**Set exercise**
Transcribe, word for word, the line containing "Point to the driveway" and each line following it through the end of the listing below. Omit all other lines.

**Data for processing**

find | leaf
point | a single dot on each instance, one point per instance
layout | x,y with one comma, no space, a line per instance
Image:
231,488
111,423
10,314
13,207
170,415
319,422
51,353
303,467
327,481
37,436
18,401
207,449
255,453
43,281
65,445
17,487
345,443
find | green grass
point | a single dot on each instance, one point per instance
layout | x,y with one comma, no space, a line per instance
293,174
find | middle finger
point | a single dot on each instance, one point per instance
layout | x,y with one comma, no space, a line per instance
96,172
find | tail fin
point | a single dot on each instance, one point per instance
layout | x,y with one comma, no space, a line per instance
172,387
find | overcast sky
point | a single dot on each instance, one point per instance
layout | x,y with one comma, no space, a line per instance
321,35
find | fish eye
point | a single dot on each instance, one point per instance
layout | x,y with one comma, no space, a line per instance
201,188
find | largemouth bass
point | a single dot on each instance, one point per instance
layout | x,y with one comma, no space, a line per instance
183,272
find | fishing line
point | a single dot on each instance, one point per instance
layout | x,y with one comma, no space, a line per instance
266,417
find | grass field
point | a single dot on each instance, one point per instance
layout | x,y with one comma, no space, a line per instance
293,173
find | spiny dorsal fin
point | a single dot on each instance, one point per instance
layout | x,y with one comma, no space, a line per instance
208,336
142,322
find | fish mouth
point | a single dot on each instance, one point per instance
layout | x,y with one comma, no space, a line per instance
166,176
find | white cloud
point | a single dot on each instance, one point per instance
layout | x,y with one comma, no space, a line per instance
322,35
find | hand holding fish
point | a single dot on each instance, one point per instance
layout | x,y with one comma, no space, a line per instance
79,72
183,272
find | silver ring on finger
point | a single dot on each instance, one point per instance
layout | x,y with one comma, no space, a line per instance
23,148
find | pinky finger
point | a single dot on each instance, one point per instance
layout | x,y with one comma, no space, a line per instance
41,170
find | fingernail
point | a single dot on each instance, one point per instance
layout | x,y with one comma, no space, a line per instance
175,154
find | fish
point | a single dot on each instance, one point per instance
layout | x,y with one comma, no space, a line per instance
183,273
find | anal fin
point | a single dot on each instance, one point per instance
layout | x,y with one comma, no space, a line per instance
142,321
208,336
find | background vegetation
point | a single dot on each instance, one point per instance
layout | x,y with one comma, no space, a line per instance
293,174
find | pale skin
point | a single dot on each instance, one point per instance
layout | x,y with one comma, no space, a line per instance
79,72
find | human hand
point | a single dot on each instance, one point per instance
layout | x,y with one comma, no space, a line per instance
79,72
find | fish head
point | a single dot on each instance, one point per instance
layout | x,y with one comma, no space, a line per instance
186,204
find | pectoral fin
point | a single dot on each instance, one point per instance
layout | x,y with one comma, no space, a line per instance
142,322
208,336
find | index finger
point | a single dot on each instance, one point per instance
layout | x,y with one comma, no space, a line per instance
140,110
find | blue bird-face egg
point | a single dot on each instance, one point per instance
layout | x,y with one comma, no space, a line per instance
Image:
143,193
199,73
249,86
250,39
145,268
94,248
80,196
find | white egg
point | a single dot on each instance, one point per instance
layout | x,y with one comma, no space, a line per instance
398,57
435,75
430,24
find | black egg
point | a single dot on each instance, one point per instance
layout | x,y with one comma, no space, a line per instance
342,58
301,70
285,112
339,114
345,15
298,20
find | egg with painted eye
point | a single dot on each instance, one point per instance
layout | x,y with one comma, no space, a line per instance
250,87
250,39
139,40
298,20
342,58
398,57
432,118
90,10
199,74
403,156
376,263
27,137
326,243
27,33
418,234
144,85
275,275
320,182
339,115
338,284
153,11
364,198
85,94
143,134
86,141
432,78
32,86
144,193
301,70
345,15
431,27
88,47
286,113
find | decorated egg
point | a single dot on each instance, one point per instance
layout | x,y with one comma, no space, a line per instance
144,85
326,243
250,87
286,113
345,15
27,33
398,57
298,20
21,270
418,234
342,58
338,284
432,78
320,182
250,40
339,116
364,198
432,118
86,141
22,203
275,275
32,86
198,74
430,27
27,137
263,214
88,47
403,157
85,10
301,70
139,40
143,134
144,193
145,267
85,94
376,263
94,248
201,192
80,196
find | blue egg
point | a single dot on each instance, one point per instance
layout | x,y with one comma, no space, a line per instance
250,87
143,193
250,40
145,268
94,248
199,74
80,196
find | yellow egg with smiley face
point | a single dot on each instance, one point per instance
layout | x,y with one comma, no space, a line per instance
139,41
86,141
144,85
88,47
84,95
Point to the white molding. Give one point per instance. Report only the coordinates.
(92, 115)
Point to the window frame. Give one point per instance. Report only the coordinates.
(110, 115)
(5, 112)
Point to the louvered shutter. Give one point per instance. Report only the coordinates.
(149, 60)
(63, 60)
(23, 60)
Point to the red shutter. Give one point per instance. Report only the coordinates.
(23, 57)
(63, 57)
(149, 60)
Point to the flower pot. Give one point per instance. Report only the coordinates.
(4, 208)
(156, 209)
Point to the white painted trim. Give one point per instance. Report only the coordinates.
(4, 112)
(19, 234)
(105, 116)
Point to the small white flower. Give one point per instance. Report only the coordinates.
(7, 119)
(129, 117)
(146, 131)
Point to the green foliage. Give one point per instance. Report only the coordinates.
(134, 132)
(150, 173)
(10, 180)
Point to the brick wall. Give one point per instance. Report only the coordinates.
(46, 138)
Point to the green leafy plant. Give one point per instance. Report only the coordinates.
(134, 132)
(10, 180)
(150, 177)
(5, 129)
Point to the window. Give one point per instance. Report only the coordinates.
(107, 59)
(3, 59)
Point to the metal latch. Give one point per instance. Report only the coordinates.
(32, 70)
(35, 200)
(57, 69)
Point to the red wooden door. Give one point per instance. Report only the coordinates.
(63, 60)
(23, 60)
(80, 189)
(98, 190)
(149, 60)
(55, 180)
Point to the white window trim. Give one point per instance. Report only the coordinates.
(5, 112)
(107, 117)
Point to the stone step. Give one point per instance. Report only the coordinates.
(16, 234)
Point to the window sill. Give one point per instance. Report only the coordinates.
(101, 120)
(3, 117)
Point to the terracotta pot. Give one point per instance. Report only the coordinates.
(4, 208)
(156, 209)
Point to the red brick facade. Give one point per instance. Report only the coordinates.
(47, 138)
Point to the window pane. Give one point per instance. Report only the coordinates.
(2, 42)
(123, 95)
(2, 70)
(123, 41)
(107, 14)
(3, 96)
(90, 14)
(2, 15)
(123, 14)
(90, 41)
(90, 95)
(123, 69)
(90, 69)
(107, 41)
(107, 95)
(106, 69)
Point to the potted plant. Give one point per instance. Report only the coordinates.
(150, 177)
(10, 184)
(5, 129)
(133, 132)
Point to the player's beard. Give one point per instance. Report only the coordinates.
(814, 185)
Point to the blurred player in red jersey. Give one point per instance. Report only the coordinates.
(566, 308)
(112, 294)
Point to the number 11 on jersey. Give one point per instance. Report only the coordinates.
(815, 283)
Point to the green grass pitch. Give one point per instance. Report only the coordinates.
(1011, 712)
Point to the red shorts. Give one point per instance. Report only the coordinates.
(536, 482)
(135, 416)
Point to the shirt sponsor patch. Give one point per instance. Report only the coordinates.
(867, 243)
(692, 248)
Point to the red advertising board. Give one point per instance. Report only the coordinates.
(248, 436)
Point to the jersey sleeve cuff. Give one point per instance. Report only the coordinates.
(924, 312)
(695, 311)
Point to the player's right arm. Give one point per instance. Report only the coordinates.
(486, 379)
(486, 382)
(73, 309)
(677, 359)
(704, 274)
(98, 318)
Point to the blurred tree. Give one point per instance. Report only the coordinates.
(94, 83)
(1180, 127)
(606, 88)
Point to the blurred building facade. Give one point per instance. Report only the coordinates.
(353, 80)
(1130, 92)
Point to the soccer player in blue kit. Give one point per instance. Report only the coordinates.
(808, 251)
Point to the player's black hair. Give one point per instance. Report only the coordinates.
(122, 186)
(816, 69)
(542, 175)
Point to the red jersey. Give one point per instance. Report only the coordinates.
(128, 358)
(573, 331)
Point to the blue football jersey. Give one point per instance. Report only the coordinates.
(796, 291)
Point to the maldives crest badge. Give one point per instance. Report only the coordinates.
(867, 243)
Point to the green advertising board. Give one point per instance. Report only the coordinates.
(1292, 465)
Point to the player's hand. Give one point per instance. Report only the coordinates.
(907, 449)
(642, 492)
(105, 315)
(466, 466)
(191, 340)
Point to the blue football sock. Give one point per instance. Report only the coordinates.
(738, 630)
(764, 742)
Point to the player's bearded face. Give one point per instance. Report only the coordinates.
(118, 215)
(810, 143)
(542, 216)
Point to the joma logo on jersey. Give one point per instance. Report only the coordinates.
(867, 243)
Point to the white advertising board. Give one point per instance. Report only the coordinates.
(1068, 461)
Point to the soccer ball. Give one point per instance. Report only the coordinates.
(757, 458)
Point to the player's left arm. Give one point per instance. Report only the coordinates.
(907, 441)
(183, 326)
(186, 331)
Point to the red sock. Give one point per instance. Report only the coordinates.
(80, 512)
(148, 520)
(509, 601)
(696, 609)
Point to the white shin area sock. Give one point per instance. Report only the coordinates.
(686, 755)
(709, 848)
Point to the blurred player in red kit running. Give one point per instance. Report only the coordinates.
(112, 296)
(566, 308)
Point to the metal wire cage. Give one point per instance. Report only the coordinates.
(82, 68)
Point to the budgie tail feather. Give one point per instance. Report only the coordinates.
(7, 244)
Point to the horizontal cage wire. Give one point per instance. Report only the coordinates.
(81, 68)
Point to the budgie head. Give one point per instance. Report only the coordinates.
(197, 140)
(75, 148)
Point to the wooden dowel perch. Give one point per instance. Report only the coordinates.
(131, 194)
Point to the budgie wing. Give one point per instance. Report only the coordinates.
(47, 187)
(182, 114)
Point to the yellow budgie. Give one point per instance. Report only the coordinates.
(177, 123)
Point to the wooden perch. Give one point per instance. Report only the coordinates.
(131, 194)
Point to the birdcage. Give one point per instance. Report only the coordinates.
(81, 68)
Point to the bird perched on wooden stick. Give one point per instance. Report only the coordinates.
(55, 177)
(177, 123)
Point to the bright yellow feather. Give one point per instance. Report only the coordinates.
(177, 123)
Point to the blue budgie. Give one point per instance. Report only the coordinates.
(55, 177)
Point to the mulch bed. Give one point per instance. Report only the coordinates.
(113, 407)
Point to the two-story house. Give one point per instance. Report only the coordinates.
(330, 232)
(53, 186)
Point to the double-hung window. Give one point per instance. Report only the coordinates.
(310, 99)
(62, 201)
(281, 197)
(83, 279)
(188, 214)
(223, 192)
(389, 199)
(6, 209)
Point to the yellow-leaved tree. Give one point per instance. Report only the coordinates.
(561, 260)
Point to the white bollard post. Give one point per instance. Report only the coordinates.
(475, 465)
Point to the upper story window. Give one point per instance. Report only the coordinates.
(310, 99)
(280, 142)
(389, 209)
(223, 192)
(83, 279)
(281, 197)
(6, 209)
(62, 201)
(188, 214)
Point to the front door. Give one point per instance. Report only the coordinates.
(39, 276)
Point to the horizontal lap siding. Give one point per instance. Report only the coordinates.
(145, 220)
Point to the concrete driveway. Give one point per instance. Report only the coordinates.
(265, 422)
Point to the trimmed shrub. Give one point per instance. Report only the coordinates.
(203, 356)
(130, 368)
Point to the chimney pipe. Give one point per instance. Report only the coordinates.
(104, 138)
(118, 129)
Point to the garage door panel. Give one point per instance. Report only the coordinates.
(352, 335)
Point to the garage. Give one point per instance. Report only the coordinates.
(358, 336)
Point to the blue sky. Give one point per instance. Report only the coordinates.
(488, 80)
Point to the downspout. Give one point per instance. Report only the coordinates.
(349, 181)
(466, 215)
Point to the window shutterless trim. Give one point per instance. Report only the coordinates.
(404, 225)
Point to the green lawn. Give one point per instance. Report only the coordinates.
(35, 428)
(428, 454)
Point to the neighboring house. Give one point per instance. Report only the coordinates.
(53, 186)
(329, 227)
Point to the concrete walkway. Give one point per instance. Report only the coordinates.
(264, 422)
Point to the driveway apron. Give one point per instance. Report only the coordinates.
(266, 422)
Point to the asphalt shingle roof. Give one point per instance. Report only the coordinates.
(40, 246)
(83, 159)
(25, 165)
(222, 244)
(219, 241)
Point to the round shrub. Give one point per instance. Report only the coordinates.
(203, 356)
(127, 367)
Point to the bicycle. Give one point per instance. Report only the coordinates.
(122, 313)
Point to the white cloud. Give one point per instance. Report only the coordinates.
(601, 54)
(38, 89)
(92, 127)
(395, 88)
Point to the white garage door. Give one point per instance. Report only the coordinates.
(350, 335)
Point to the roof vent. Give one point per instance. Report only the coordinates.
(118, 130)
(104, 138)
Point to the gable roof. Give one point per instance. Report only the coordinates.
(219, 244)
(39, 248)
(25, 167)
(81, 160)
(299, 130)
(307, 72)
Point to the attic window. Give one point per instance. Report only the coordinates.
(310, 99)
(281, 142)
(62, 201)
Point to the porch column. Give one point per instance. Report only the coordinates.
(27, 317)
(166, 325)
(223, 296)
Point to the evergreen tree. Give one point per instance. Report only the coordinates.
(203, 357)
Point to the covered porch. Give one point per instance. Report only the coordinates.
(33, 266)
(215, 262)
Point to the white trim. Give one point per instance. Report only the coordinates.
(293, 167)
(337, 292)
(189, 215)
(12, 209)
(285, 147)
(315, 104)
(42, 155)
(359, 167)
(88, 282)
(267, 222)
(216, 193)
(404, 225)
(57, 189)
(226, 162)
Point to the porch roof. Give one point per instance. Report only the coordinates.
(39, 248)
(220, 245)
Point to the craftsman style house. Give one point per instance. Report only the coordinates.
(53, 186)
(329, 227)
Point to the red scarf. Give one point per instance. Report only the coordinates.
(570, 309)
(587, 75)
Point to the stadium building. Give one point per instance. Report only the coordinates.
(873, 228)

**The result**
Point to the driveway apron. Give one point per instance. Report only the coordinates.
(266, 422)
Point to the asphalt shingle roof. Give one point per instance. Report only the coordinates.
(40, 246)
(83, 159)
(25, 165)
(222, 244)
(219, 241)
Point to the round shrub. Give one point per instance. Report only the coordinates.
(203, 356)
(127, 367)
Point to the bicycle. Give one point per instance. Report only the coordinates.
(122, 313)
Point to the white cloud. Give one point per instance. Report only the coordinates.
(601, 54)
(38, 89)
(92, 127)
(395, 88)
Point to the white garage door. Give one point per instance. Report only the coordinates.
(350, 335)
Point to the roof vent. Give one point per instance. Report only the coordinates.
(118, 130)
(104, 138)
Point to the gable roof. Give one point per instance. Report only the coordinates.
(219, 244)
(39, 248)
(25, 167)
(81, 160)
(299, 130)
(307, 72)
Point to the attic window. Give one point per instance. Report only the coordinates.
(310, 99)
(281, 142)
(62, 201)
Point to the porch column. Give one point per instance. Report only the coordinates.
(27, 317)
(166, 325)
(223, 296)
Point to the evergreen tree. Give one point per instance. Report only the coordinates.
(203, 357)
Point to the covered porch. Give one point per instance. Report only the coordinates.
(33, 266)
(215, 262)
Point to the white trim. Give one point per instance. Report only the coordinates.
(293, 167)
(337, 292)
(189, 215)
(12, 209)
(285, 147)
(315, 104)
(42, 155)
(359, 167)
(88, 282)
(267, 222)
(216, 193)
(404, 225)
(57, 189)
(226, 162)
Point to the porch roof. Give one point per instance. Report only the coordinates.
(39, 248)
(220, 245)
Point to the craftsman style house. Give one point per instance. Report only the coordinates.
(53, 186)
(329, 227)
Point to the red scarf. Give one point per instance. Report only the coordinates.
(570, 309)
(587, 75)
Point to the stadium building. Give one point per instance. Report only the coordinates.
(873, 228)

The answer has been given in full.